### Direction a
Select each line of the records that contains the string "segment", copying those lines unchanged.

### Excerpt
= = = = =

# Killington 11/27/11



## ski stef (Nov 20, 2011)

Looks like will be my first TR of this season. My girlfriend Amanda is coming for the weekend, anyone going to be around this weekend. Seems a lot of pre thanksgiving runs and after the weekend


----------



## Puck it (Nov 21, 2011)

It looks like I will be.


----------



## Black Phantom (Nov 21, 2011)

Puck it said:


> It looks like I will be.



How long will you be up for?


----------



## Puck it (Nov 21, 2011)

Black Phantom said:


> How long will you be up for?



Just the day.


----------



## Black Phantom (Nov 21, 2011)

Puck it said:


> Just the day.



Will you have the full apparatus in tow for an inspection?


----------



## Puck it (Nov 21, 2011)

Black Phantom said:


> Will you have the full apparatus in tow for an inspection?


 

I had to take it out since my son and a friend may be going tomorrow.  So the box is on the top for now.  I should have it back in for Sunday though.


----------



## Black Phantom (Nov 21, 2011)

Puck it said:


> I had to take it out since my son and a friend may be going tomorrow.  So the box is on the top for now.  I should have it back in for Sunday though.



That's what she said!:flame:

Cool. We will touch base before then.  

We will need to pack a nice lunch. Are you getting ready for the trip tomorrow? A trip to Whole Foods first?


----------



## Puck it (Nov 21, 2011)

= = = = =

### Recorded data
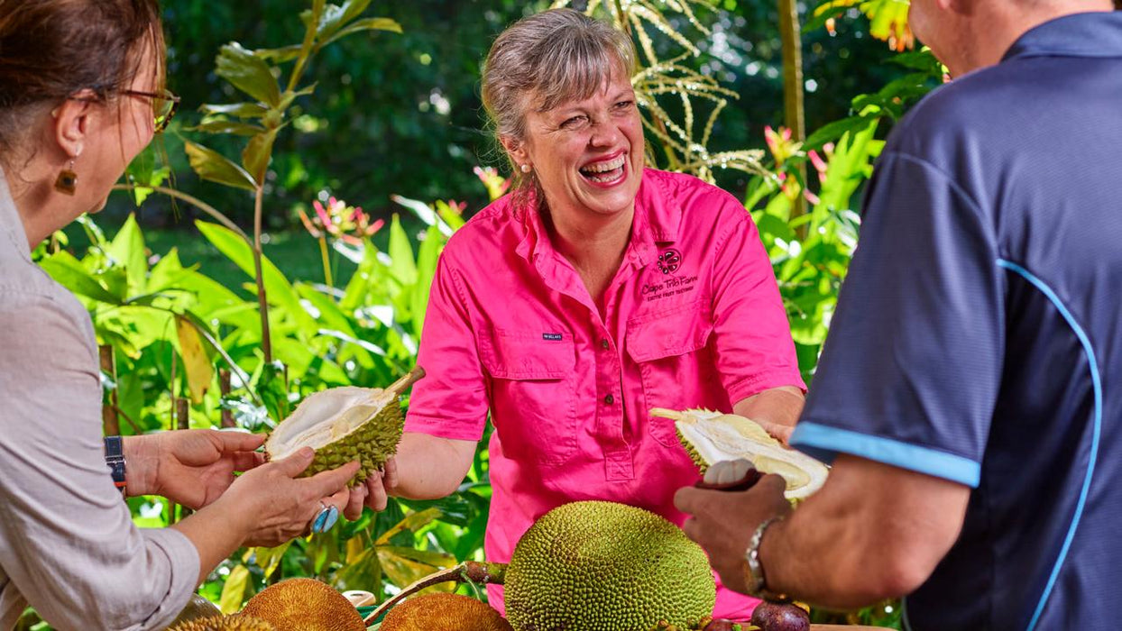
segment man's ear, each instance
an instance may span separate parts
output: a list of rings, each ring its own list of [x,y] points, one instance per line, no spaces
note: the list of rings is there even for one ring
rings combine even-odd
[[[50,112],[55,119],[55,141],[67,159],[82,155],[90,132],[95,124],[94,119],[102,113],[96,99],[93,91],[83,90],[63,101],[62,105]]]

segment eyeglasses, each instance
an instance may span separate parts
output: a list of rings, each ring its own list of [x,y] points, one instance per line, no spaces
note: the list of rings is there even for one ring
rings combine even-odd
[[[121,94],[131,94],[132,96],[147,96],[151,99],[151,111],[155,117],[155,130],[159,133],[167,129],[167,123],[172,122],[172,117],[175,115],[176,108],[180,106],[181,99],[176,96],[171,90],[160,90],[159,92],[141,92],[139,90],[122,90]]]

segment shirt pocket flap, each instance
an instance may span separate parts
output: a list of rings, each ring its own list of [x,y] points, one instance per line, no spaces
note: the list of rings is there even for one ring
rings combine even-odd
[[[568,333],[496,330],[480,337],[480,346],[484,366],[496,379],[563,379],[577,366]]]
[[[636,362],[684,355],[703,349],[712,334],[707,304],[698,301],[627,322],[627,354]]]

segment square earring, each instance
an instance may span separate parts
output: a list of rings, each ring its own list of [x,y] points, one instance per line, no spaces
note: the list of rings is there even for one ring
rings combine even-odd
[[[74,173],[74,160],[71,160],[68,168],[59,171],[58,178],[55,179],[55,191],[64,195],[74,195],[77,192],[77,174]]]

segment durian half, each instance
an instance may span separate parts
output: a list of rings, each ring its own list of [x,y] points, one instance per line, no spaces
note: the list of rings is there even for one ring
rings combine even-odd
[[[808,498],[826,483],[825,464],[784,447],[752,419],[703,409],[654,408],[651,416],[674,420],[679,440],[701,473],[714,463],[745,458],[762,473],[783,476],[788,500]]]
[[[420,366],[381,388],[331,388],[310,395],[265,442],[268,460],[291,456],[301,447],[315,449],[302,476],[315,475],[351,461],[362,463],[350,484],[360,484],[397,452],[405,415],[399,397],[424,377]]]

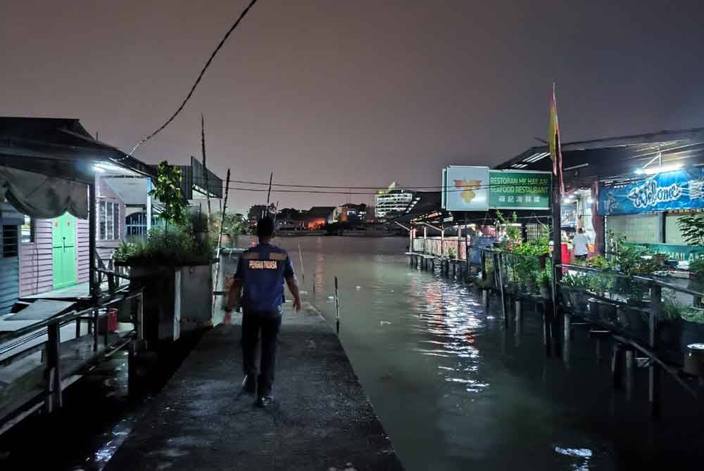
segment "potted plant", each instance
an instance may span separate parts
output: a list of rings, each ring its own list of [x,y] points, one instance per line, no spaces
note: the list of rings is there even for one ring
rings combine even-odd
[[[589,297],[589,279],[584,275],[567,273],[562,277],[561,291],[567,291],[570,305],[575,314],[584,314],[587,311],[587,299]]]
[[[552,271],[550,266],[546,266],[544,269],[538,272],[538,284],[540,286],[540,297],[543,299],[550,299],[553,297],[553,292],[550,286],[552,279]]]
[[[153,344],[210,323],[213,253],[204,215],[187,213],[177,167],[159,164],[151,194],[162,205],[163,227],[123,242],[113,258],[129,267],[132,283],[143,290],[145,337]]]

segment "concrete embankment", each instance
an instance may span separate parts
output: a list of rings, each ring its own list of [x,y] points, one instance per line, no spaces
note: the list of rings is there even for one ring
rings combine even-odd
[[[115,470],[402,470],[337,337],[284,316],[276,403],[241,393],[241,317],[206,334],[111,460]]]

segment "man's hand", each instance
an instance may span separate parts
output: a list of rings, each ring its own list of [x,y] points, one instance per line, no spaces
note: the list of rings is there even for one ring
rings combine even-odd
[[[298,283],[296,280],[296,276],[291,275],[286,277],[286,284],[289,285],[291,294],[294,295],[294,309],[296,312],[301,311],[301,290],[298,290]]]

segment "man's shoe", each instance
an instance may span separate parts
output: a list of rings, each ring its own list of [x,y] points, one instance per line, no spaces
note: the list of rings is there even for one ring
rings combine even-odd
[[[271,394],[257,396],[257,400],[254,402],[255,406],[261,408],[269,407],[272,404],[274,404],[274,396]]]
[[[247,375],[242,382],[242,390],[248,394],[253,394],[256,390],[257,382],[253,375]]]

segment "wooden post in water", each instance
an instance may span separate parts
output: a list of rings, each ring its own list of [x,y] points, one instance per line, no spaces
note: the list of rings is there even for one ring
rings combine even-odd
[[[570,367],[570,340],[572,332],[572,316],[565,312],[562,316],[562,361]]]
[[[49,395],[44,401],[45,411],[47,413],[54,412],[61,408],[62,406],[61,394],[61,368],[59,358],[59,344],[61,343],[61,327],[58,322],[49,324],[46,327],[46,387]],[[96,326],[96,331],[98,328]]]
[[[506,329],[508,328],[508,317],[506,314],[506,298],[503,294],[503,276],[501,273],[501,254],[494,254],[494,270],[498,276],[498,289],[501,293],[501,313],[503,314],[503,323]]]
[[[335,330],[340,335],[340,302],[337,296],[337,277],[335,277]]]
[[[306,285],[306,270],[303,269],[303,254],[301,251],[301,243],[298,243],[298,259],[301,260],[301,278],[303,286]]]
[[[633,391],[635,382],[635,351],[633,349],[626,350],[626,397],[633,398]]]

= = = = =

### Direction b
Continue the Killington ski trip thread from the point where it stops.

### Written answer a
segment man's ear, each instance
segment eyeglasses, each instance
segment shirt pocket flap, each instance
segment square earring, each instance
segment durian half, each instance
segment "potted plant", each instance
segment "concrete embankment", each instance
segment "man's hand", each instance
segment "man's shoe", each instance
segment "wooden post in water", each instance

### Written answer b
Black Phantom said:


> That's what she said!:flame:
> 
> Cool. We will touch base before then.
> 
> We will need to pack a nice lunch. Are you getting ready for the trip tomorrow? A trip to Whole Foods first?


 

Have an interesting whole foods story since you mention it.  The wife wanted crumbled bleu cheese and real bacon bits for a salad.  I was coming back from the VW dealership after picking up my daughter's wheel and tire.  Another story in itself.  I decided to stop at Whole foods in Andover since it was on the same side that I was going.  I picked up those two things only and it came to $10.32!!!! WTF! 

I will have the usual lunch though. PB&J!!!


----------



## Black Phantom (Nov 21, 2011)

Puck it said:


> Have an interesting whole foods story since you mention it.  The wife wanted crumbled bleu cheese and real bacon bits for a salad.  I was coming back from the VW dealership after picking up my daughter's wheel and tire.  Another story in itself.  I decided to stop at Whole foods in Andover since it was on the same side that I was going.  I picked up those two things only and it came to $10.32!!!! WTF!
> 
> I will have the usual lunch though. PB&J!!!



Did you go to the one near the Andover Shop?  I think you bought the cheap stuff.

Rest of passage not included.